Output the material below unchanged, apart from leaving out the pictures.

-- start of Task material --

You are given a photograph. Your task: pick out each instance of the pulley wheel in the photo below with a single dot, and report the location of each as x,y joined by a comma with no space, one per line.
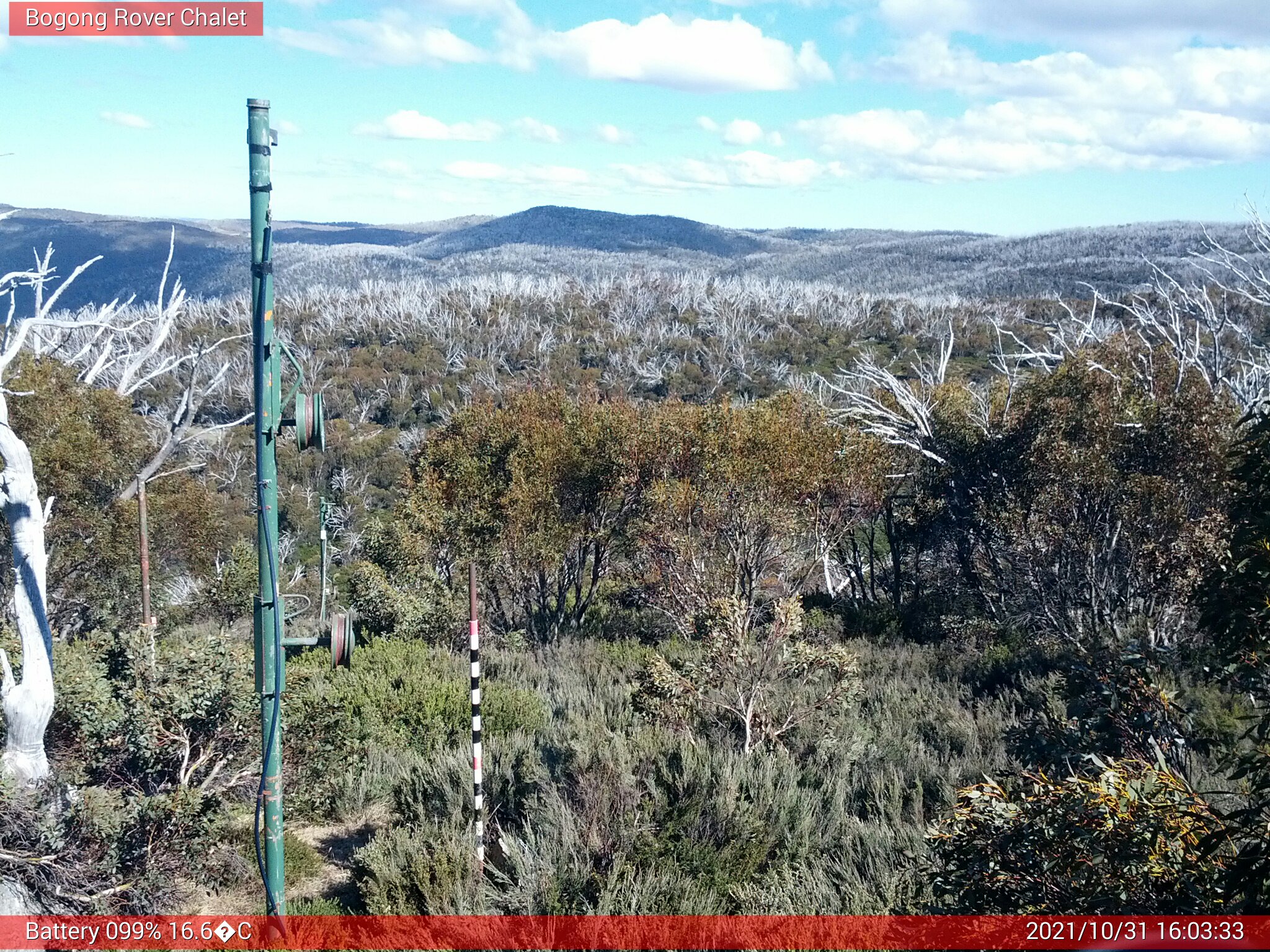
310,421
342,640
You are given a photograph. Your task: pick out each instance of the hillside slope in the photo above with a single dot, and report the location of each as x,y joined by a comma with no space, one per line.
211,255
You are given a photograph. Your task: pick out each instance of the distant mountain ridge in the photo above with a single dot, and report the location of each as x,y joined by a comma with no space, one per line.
211,255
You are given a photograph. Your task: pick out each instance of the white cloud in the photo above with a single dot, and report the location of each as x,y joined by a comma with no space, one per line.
614,136
744,169
1233,82
741,133
394,167
1016,138
127,120
562,177
1129,27
536,130
409,123
696,55
394,40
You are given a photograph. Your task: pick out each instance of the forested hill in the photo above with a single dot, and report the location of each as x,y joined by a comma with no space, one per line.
551,239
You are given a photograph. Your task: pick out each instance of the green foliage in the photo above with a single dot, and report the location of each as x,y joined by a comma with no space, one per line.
765,681
732,498
602,813
159,714
407,871
395,593
539,491
86,446
399,699
1128,839
230,592
1236,609
148,742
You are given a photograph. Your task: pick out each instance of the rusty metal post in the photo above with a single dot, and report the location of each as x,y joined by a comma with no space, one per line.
144,542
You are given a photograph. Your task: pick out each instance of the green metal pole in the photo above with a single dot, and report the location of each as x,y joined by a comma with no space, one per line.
270,662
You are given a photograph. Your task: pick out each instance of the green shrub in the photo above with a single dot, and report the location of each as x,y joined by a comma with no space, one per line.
408,870
1127,839
399,701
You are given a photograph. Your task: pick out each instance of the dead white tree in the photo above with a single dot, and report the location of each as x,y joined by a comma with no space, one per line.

-- end of Task material --

■ **Problem solution**
You are given a photograph. Your task: pick out each instance of the pulley wheel in the photo below with a single dot, and report the location of each as x,y joined by a comma with no space, one per line.
310,421
342,640
You are given a photograph. Your task: pick out each instance of the hillside slope in the photo above with a single dot, and report the location of each as x,y joined by a comma with no space, one per line.
211,255
You are given a photograph. Your task: pick out each instance of the distant mountain ridge in the photo above with a single dot, and report the location of each as x,y joined by a comma with no space, one per line.
211,255
You are given a photograph. Your task: pick out each instance of the white cloud in the photo above with a single dot, and report the location of each as x,y joined by a comma with no space, one per line.
614,136
744,169
1233,82
741,133
394,167
1016,138
127,120
562,177
1129,27
536,130
409,123
696,55
394,40
You are given a photograph. Your task: pick out each instance of the forested hill in the photo above with a single dot, and report the location of each as x,y joined by a comma with no space, one per line.
551,239
You are given a photograph. Your task: pick out each instance of the green foliage in the photo above with a single dot, and report the location of each as x,y joined by a comma with no space, one per line.
765,681
732,498
602,813
159,714
407,871
395,593
539,491
86,446
399,699
1128,839
230,592
1236,609
148,742
You are given a photograph. Your task: pick out each instance of the rusty metal post in the photo above with a single dot, and report the location of each as x,y joined by a comma with no space, one per line.
144,542
You are given a photograph. Your task: pick out each instance of the green metal pole in the photo above with a single dot, and report the location of each as x,y joined by a comma with no space, one per line.
270,662
You are given a photograph. Your task: pick out each instance of the green shrub in the photo above with a single dot, and report the location of each as x,y joined by a comma with no space, one per line.
408,870
1127,839
399,701
You are given a photograph. Your task: pick out each instance of the dead white tree in the photo above with a single dot, and report the location of each as x,y joined by a comma with no space, one per line.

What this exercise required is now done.